WHAT IS ASKED: Quote each of the entries below word for word, keeping every line unchanged.

--------------------

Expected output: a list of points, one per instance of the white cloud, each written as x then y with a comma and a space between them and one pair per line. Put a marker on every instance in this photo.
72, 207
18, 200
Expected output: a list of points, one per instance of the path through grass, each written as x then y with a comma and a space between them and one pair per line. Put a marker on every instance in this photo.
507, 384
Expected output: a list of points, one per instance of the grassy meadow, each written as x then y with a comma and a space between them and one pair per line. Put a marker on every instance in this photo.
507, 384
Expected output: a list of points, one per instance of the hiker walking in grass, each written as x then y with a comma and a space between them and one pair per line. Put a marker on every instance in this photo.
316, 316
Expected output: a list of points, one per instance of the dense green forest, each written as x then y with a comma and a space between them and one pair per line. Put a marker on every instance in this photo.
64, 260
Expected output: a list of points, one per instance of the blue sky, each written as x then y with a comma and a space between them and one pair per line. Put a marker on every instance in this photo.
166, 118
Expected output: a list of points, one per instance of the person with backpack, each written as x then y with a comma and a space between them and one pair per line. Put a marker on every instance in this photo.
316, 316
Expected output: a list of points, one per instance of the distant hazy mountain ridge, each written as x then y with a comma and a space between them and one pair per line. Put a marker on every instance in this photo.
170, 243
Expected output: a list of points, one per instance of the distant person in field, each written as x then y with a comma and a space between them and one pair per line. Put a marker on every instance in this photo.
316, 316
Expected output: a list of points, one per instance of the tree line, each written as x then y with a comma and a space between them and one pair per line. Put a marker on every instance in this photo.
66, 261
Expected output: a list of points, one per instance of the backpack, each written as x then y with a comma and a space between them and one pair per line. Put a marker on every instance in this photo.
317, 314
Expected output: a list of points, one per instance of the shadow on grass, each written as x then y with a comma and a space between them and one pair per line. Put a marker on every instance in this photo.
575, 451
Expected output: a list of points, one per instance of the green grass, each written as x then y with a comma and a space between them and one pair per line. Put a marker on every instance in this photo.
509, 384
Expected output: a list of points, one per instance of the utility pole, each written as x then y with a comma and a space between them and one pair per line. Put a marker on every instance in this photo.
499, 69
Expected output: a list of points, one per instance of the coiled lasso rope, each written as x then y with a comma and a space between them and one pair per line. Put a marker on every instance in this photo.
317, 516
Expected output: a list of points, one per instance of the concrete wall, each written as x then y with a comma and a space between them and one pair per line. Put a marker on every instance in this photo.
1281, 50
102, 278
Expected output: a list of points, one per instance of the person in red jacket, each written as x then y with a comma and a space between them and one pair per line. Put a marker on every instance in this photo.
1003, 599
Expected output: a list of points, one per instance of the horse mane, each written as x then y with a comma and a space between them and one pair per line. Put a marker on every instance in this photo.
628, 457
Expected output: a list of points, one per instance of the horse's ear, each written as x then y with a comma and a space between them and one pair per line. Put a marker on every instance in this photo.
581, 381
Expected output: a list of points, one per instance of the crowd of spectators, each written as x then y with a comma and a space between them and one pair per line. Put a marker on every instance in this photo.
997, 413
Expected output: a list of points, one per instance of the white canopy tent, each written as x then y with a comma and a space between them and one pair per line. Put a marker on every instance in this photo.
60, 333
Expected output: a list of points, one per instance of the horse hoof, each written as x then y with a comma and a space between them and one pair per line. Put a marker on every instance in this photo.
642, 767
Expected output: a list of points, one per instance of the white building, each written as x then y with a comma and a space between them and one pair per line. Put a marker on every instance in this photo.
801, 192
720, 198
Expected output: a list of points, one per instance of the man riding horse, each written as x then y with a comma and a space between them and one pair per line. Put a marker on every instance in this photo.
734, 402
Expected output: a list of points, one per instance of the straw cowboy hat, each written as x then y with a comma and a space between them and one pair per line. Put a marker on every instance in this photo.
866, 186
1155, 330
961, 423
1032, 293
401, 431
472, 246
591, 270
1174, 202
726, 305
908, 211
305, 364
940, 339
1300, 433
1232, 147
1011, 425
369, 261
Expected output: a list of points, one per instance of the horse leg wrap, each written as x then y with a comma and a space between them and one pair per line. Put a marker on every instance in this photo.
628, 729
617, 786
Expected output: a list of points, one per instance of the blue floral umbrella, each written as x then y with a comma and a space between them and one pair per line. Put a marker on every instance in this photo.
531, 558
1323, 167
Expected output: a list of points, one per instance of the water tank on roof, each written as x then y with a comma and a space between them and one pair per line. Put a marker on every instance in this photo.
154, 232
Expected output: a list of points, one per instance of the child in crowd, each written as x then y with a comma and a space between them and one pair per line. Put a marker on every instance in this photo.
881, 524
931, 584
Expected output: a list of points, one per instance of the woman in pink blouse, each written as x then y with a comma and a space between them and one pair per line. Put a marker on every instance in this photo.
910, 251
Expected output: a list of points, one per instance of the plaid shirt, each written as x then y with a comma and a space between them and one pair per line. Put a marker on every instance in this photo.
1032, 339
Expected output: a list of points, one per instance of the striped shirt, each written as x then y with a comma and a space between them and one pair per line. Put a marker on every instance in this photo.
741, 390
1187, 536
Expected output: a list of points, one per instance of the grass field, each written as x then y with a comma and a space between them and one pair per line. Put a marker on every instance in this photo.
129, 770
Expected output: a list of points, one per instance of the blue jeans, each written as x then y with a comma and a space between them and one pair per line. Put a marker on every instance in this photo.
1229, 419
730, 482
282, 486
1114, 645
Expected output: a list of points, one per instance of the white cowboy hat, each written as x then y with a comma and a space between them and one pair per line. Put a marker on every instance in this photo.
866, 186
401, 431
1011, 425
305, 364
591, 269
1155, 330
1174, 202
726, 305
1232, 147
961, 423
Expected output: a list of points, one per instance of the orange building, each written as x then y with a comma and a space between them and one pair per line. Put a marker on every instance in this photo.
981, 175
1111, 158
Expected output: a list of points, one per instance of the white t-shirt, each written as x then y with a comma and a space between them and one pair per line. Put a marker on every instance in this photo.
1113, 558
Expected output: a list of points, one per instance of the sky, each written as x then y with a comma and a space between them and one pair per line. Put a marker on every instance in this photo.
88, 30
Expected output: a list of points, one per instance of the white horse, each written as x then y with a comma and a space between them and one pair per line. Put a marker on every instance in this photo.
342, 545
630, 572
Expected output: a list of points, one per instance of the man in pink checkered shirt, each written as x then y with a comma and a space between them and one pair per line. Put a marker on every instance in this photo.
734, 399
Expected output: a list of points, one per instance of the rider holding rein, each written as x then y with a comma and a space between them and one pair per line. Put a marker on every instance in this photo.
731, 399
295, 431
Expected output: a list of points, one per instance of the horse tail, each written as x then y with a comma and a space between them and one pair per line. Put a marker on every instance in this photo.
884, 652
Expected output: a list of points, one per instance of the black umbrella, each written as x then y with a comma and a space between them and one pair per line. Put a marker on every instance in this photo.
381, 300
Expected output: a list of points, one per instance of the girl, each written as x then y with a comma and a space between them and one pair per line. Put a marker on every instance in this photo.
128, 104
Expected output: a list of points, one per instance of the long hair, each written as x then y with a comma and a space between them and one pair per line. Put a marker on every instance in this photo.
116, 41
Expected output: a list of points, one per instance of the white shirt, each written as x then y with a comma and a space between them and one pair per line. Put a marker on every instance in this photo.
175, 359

--------------------

PROBLEM SOLUTION:
Expected output: a list of points, one per instance of the white cloud, each written as x then y with a comma and a space between them and one pair per line. Put a marker on every instance in this photo.
72, 207
18, 200
Expected output: a list of points, one per instance of the path through grass, each written as x then y with a comma and a space between them and one pair per line. Put a marker on every instance in this photo.
507, 384
Expected output: a list of points, one per instance of the grassy meadow, each written as x then y with a comma and a space between them and one pair per line. Put a marker on every instance in this photo.
507, 384
Expected output: a list of points, one per instance of the hiker walking in grass, each written as x then y with a comma and a space between them and one pair per line. Put a marker on every instance in this photo.
316, 316
Expected output: a list of points, one per instance of the dense green forest, each written as x then y with a comma and a space between them and one pair per line. Put a marker on every instance in this photo.
64, 260
Expected output: a list of points, one per instance of the blue sky, each written as x then y with a comma and a space between them and one pair per line. Put a marker on every instance in this photo.
166, 118
Expected output: a list of points, one per instance of the person with backpack, each written as x then y with a comma and a space between them and one pair per line. Put a marker on every instance in this photo.
316, 316
Expected output: a list of points, one per instance of the distant hazy mountain ridge, each written as x then y with a comma and a space between them and one pair per line. Put a marker on every instance in this photo.
170, 243
Expected output: a list of points, one per instance of the distant person in field, each written as x then y with a comma and a space between them and one pair per line. Put a marker on every instance in this photo.
316, 316
Expected output: a list of points, one per instance of the tree line, each written as x then y with a comma and a space between them and one pair per line. Put a marker on every instance in this photo.
66, 261
Expected output: a list of points, one per instance of the backpack, each written as x then y with a comma and a space between them and one pair per line. Put a marker on every instance in this photo.
317, 314
Expected output: a list of points, one per instance of the shadow on grass, each written as x then y with a comma and a space between them and one pair per line. Put a marker on every instance in this photo.
575, 451
Expected output: a list of points, one per instance of the green grass, each written as x then y with a comma and a space between them and one pair per line. Put a marker on every instance in this photo.
509, 384
Expected output: a list of points, one per instance of the utility pole, each written as x then y with a comma and a space between them and one pair per line. Put a marker on every instance in this photo.
499, 69
Expected output: a list of points, one per instance of the coiled lasso rope, each written as x then y with a comma and a space between them and one pair per line. Put a marker on every instance in this photo.
317, 516
Expected output: a list of points, one per instance of the concrete wall, each written as x then y with a comma and a space between them and one pair per line. Put a marker on every instance in this photo.
1281, 50
102, 278
Expected output: a list of points, one per instance of the person in red jacket, each written as x then y with a comma and a space between them and one pair per line. Put a marker on every instance in this photo.
1003, 599
Expected output: a list of points, one per instance of the horse mane, each written as x then y with a comma and a space between them and one pair per line. Put a marker on every instance in this photo.
628, 457
Expected output: a list of points, one per instance of the horse's ear, each written as x then y with a comma and a space between them and one pair per line. Put a marker on every instance in this photo.
581, 381
Expected output: a list of points, one per instance of the crowd of spectators, each written as x then y with a comma and a space between them and one pair per line. Put a marker on every instance in this photo.
997, 413
Expected output: a list of points, one per instance of the white canopy tent, each written as x then y with a comma and a space between them and one pair per line. Put a marker on every instance in this photo.
60, 333
Expected output: a list of points, one per instance of the horse hoof, each written as x then y with a comma and a space between them and one pair per line. Put a marker on every instance in this photo.
642, 767
Expected output: a list of points, one per instance of the white building, each written as x then y with a comma and a space between them and one pair per line. Put a marker on every instance in this photo.
801, 192
720, 198
Expected output: a list of points, one per instance of the man riding horse, each written as x then y with a comma and a space between them and one pair per line. Put a marker on every instance in this photo.
734, 402
Expected output: a list of points, one per instance of the straw cowboy hat, each written as x then y with a comma and a space between them and one pair per line. Put a marker on every instance in this photo.
866, 186
1155, 330
961, 423
1032, 293
401, 431
472, 246
591, 270
1174, 202
726, 305
908, 211
305, 364
940, 339
1300, 433
1232, 147
1011, 425
369, 261
Expected output: a list of points, one per instance of the horse leg wrap, each written as x then y with a comma and a space between them and one pair per line. Put a marker on every instance in this photo.
628, 729
617, 786
Expected output: a list of points, one per instance of the blue floral umbrella, each written as x then y with a comma and a space between them and one pair per line. Put a marker on every instance in this photo.
531, 558
1323, 167
Expected output: a list of points, one per instance of the water tank on roof, each written as x then y with a comma and a space between them and one pair per line. Put a marker on every instance in this photo.
154, 232
Expected output: a list of points, one per instance of the child in crowd, each written as x then y with a comma and a space between them and one pair per line. Put a marker on every instance in this photo.
881, 524
931, 584
Expected output: a list of points, one per instance of the woman in pink blouse, each written as x then y with a comma and a space between them and one pair per line. Put a marker on every instance in this photo.
910, 251
Expected output: a list of points, one per instance of the plaid shirt, each written as x then y with a comma and a space between them and one pair per line. Put a marker on every instance in this photo.
1032, 339
Expected output: a list of points, one per instance of the striped shirt, each written as x then y with a comma and a space between them and one pair per line. Put a marker on every instance in this photo.
741, 390
1187, 536
Expected output: a list of points, one per instance of the grass field, each written as x then y with a comma and a space between them and one pair per line. Put a marker on every instance in this photo.
129, 770
Expected output: a list of points, one per instance of the blue jeans, each written as x then y with a comma and a space between them and one pair per line. Put a marker on every instance in this photo.
1229, 419
730, 482
282, 486
1114, 645
Expected output: a list of points, one per instance of the white cowboy hat, each written as x then y with a comma and a space between them and one pair per line. Put a marker on every instance in this photo.
866, 186
401, 431
1011, 425
305, 364
591, 269
1155, 330
1174, 202
726, 305
1232, 147
961, 423
Expected output: a list of points, one per instance of the orange building, each written as x then y with a comma and a space between them and one pair per line. Put a marker on every instance in this photo.
981, 175
1111, 158
Expected output: a list of points, one per instance of the white t-shirt, each written as x then y with a comma and a space between them and one pair per line. Put a marker on every instance in this photo.
1113, 558
Expected output: a list of points, one per instance of the sky, each written as x then y with a comma and a space between them and one pair per line. Put a marker on every instance in this photo.
88, 30
Expected output: a list of points, one per instance of the white horse, each written as x then y with a comma and a space between them and one pair per line. Put a marker on every instance in this photo.
342, 545
630, 572
Expected output: a list of points, one per instance of the man in pink checkered shirt, each written as x then y with a comma and a space between them and one pair per line. Put a marker on every instance in this photo.
734, 399
Expected output: a list of points, one per instance of the rider holding rein, each written as x then y with a comma and a space between them and one pair per line. Put a marker on every instance in this photo.
731, 399
295, 431
Expected output: a list of points, one per instance of the horse tail, each written as x then y with a comma and a space between them and one pair per line. Put a marker on every instance in this photo.
884, 652
Expected output: a list of points, one per instance of the black umbrella, each written as x then y with a comma and a space between them and one pair per line. Put a marker on every instance in this photo.
381, 300
Expected output: a list of points, one per instance of the girl, each written as x then y with a comma and a space between them and one pair per line. Put a marker on every instance in this photo.
128, 104
Expected output: a list of points, one per instance of the long hair, each written as x then y with a comma and a space between them and one pair per line. Put a marker on every instance in this photo.
116, 41
Expected output: a list of points, one per instance of the white shirt, each written as x then y with a comma and a space between them and one pair per line. Put a marker on every instance in this photo.
175, 359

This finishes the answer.